- Goal of the exercise
Copy out the entries from the line with "Reviewer note. Check that each instance of the rough" to the line with "[(852, 264)]", both lines included and requests kept, and shift every coordinate in the answers by -86.

- Excerpted data
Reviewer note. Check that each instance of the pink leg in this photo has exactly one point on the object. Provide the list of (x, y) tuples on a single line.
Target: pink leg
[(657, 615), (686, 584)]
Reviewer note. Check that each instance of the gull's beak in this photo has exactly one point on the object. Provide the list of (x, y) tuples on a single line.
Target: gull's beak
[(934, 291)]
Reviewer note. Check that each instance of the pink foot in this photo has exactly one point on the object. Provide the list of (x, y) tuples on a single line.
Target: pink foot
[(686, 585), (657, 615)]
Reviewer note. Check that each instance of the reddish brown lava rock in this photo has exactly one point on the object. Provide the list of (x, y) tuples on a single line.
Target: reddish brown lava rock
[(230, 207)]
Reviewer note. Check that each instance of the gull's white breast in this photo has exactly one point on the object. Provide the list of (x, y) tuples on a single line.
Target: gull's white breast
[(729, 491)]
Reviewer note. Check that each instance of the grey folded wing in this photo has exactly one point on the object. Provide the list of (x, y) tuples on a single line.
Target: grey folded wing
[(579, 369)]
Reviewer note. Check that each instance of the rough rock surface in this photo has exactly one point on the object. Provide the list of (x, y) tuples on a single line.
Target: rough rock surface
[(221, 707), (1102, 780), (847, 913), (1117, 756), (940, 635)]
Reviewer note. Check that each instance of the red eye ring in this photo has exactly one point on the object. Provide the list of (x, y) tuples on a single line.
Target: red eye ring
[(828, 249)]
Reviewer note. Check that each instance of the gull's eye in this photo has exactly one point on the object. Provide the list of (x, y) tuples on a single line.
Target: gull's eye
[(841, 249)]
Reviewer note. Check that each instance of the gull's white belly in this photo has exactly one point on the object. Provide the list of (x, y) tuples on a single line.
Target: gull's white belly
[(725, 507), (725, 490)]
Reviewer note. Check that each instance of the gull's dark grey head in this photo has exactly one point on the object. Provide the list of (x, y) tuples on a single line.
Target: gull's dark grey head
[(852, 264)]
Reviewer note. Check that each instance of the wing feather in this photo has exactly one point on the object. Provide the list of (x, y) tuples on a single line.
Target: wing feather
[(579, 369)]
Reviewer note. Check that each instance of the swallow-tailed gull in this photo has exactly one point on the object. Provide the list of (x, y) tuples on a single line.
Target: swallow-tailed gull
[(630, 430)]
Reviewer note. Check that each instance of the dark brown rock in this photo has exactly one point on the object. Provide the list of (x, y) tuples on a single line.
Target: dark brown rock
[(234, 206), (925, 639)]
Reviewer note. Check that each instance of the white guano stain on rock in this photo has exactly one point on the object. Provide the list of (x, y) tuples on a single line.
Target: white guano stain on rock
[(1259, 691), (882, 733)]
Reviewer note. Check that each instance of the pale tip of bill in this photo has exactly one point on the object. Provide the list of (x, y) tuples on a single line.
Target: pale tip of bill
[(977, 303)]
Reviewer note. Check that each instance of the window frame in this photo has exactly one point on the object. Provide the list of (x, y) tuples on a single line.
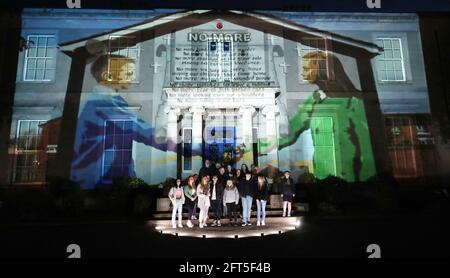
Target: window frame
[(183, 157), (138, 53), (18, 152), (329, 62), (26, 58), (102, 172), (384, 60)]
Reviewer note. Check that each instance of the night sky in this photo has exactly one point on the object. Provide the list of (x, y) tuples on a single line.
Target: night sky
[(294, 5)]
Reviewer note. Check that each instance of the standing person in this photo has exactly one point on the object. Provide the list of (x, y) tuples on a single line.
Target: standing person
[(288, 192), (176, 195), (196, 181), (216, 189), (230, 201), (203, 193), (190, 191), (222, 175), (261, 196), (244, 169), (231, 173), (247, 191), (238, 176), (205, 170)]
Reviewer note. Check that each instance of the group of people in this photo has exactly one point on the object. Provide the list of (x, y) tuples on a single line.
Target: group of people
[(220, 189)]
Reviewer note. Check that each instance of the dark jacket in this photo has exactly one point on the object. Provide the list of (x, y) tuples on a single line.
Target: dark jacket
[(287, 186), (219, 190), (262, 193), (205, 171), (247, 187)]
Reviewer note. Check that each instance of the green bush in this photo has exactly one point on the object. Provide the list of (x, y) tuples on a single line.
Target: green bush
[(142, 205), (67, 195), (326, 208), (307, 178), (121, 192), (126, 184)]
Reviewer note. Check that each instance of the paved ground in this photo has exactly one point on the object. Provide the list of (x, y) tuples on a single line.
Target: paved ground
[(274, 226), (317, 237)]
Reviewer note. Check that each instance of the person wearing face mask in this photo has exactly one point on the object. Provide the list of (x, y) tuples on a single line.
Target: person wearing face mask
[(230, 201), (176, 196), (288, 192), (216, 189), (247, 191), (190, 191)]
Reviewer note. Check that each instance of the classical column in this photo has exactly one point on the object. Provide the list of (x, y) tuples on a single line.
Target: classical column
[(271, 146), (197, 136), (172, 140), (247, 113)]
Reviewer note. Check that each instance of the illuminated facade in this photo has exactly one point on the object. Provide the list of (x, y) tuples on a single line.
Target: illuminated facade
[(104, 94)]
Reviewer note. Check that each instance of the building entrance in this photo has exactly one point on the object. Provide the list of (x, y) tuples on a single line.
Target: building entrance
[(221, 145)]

--

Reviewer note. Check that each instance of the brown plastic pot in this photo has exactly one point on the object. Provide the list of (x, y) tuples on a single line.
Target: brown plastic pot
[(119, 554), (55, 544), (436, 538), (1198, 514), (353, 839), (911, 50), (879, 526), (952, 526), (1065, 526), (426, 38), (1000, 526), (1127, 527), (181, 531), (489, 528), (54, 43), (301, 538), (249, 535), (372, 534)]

- Solution below
Reviewer note. Check that each instance of the rough rock surface in this photo has exactly one point on the object. Provide the list of (x, y) tuples on a single line.
Target: rough rock surface
[(135, 621), (1016, 694), (761, 827), (1031, 670), (854, 549)]
Reviewer note. Check that each instance of the red eye ring in this photo has exactly one point on the object. Provide the list of (x, y) tuples on a single line.
Target: red eye ring
[(742, 163)]
Reviewer note. Check that each instance of the gull's eye in this photo has exactly one point on the object. Provide the list of (x, y) tuples on a single line.
Target: gull's eye
[(755, 163)]
Reviewer note. Check that each instance of the gull's white belly in this photo has exactly one point on the object. Provide the list of (x, y) tuples on a single line.
Target: gull's white belly
[(639, 421), (639, 404)]
Reviewer note. Check that each instance of the gull's dark grey head in this photo has exactly one point on the object. Provide the list of (x, y) tuples on a single line.
Target: gull's dark grey head
[(766, 178)]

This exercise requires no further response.